**WORK TO DO**
Repeat every line exactly, keeping the pictures out of the copy.

[Begin EXCERPTED DATA]

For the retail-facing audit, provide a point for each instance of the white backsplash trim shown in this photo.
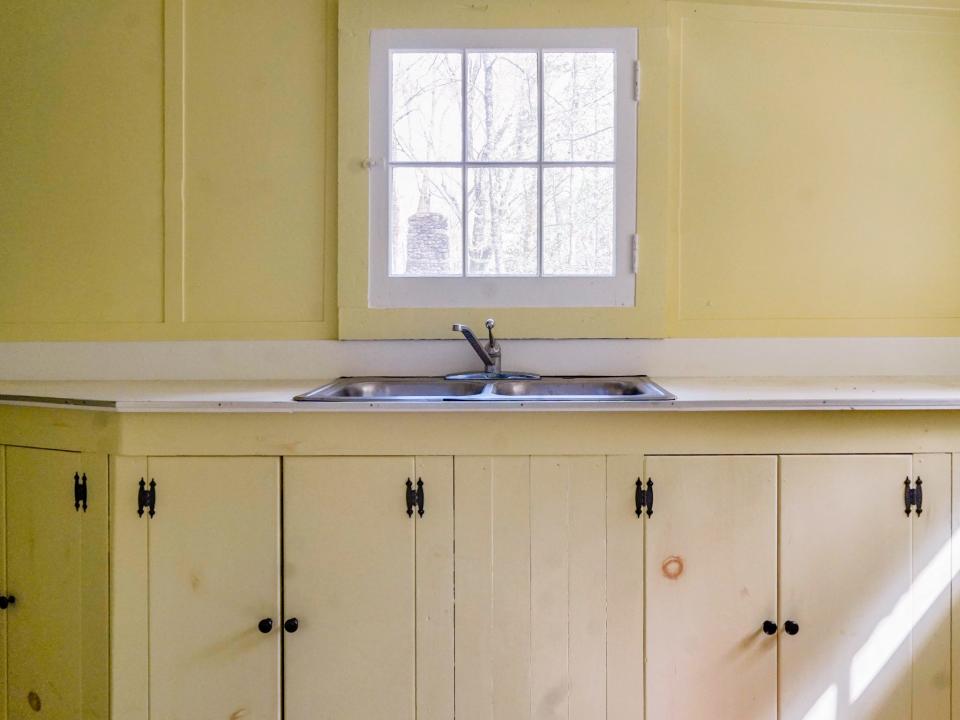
(322, 359)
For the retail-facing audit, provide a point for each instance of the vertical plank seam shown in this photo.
(491, 608)
(606, 588)
(453, 572)
(416, 607)
(569, 529)
(530, 596)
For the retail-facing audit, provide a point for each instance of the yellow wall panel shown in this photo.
(819, 168)
(255, 172)
(81, 184)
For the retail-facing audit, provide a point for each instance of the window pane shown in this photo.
(426, 103)
(578, 106)
(502, 207)
(426, 234)
(502, 106)
(578, 221)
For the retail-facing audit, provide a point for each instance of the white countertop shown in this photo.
(693, 394)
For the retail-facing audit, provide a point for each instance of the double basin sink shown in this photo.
(638, 388)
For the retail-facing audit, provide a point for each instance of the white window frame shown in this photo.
(616, 290)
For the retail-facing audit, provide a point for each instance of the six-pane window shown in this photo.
(504, 161)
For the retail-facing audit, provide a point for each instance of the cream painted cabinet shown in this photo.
(368, 580)
(214, 559)
(856, 589)
(867, 585)
(711, 582)
(549, 593)
(196, 588)
(55, 517)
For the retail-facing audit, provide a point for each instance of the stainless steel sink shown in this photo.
(399, 389)
(558, 388)
(434, 389)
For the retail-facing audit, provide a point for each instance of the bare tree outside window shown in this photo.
(502, 163)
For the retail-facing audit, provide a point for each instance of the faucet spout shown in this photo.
(490, 364)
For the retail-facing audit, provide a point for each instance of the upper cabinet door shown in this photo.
(349, 582)
(846, 581)
(539, 633)
(44, 575)
(214, 548)
(711, 580)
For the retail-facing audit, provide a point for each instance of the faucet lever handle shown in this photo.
(490, 325)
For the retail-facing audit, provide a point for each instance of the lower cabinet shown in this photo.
(532, 588)
(835, 606)
(53, 586)
(214, 569)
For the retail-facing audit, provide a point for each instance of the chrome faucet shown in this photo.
(490, 355)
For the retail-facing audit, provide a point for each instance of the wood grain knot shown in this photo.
(672, 567)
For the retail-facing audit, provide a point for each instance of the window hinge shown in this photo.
(912, 496)
(643, 497)
(147, 498)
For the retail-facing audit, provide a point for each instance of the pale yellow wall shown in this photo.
(167, 169)
(816, 165)
(171, 169)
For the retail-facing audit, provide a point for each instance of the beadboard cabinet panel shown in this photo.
(858, 577)
(3, 584)
(350, 580)
(711, 582)
(535, 634)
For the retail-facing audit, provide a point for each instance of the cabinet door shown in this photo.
(350, 581)
(533, 633)
(846, 580)
(44, 574)
(214, 548)
(711, 581)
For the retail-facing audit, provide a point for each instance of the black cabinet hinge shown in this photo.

[End EXCERPTED DATA]

**ANSWER TO THE PROBLEM**
For the retail-facing audit, provide a point for each instance of the white backsplash trim shown in this photo.
(322, 359)
For the retail-facing audit, provide a point for each instance of the vertical plank seam shown in this photo.
(491, 608)
(606, 588)
(453, 572)
(416, 607)
(569, 529)
(530, 596)
For the retail-facing audit, provide a point for each instance of the yellow wall panel shown in this photo.
(819, 168)
(255, 172)
(81, 184)
For the retail-facing audit, provide a point for each instance of the window pane shown in this photo.
(426, 103)
(578, 106)
(502, 207)
(426, 234)
(502, 106)
(578, 221)
For the retail-facing audit, provide a point for each instance of the white countertop shown in this photo.
(693, 394)
For the retail-facing audit, provide a point for each instance of the double basin sink shown in this photo.
(638, 388)
For the retail-facing audit, provide a point for each instance of the white window frame shown in this photo.
(616, 290)
For the retail-facing audit, provide a point for each instance of the six-pane window shown in this photo.
(504, 161)
For the retail-facing audit, provide a point for each instance of the cream painted cabinet shown in this photo.
(368, 580)
(214, 559)
(856, 589)
(867, 585)
(711, 582)
(549, 593)
(196, 588)
(55, 517)
For the retail-facing audit, provide a point for each instance of the stainless steel sink shown in this photo.
(399, 389)
(558, 388)
(434, 389)
For the retail-facing audit, provide a point for each instance of the bare tree outside window shown in this photo.
(502, 163)
For the retail-facing audit, provide a point for each instance of the faucet spout shown in this photo.
(490, 364)
For the retail-facing audit, provide a point for each instance of the upper cabinet door shown in this photo.
(349, 582)
(846, 581)
(539, 633)
(44, 575)
(214, 548)
(711, 580)
For the retail-facing audit, provide a point for each instance of the faucet lever handle shown in this photo.
(490, 325)
For the retail-facing audit, provide a point for each instance of the lower cabinet shown in this photo.
(532, 588)
(835, 606)
(53, 586)
(214, 569)
For the retail-facing audit, provide a point for each instance of the chrome faucet shown in this photo.
(490, 355)
For the retail-facing audit, provide a point for each instance of the wood grain knot shown in this photo.
(672, 567)
For the retail-facing audit, provide a point for each instance of the window hinge shown in this photo.
(912, 496)
(643, 497)
(147, 498)
For the retail-facing audit, provide a point for each instance of the pale yellow wall shown in this photo.
(167, 169)
(816, 165)
(171, 169)
For the retail-facing audit, provide a point for each instance of the beadboard cabinet panel shown in this photo.
(858, 577)
(3, 584)
(350, 580)
(711, 582)
(535, 634)
For the retail-facing audit, provide a point for each instance of the cabinet door shown in this photo.
(350, 581)
(533, 633)
(846, 580)
(44, 574)
(214, 548)
(711, 581)
For the retail-facing audit, provide a point for each instance of the black cabinet hinge shown in this photo.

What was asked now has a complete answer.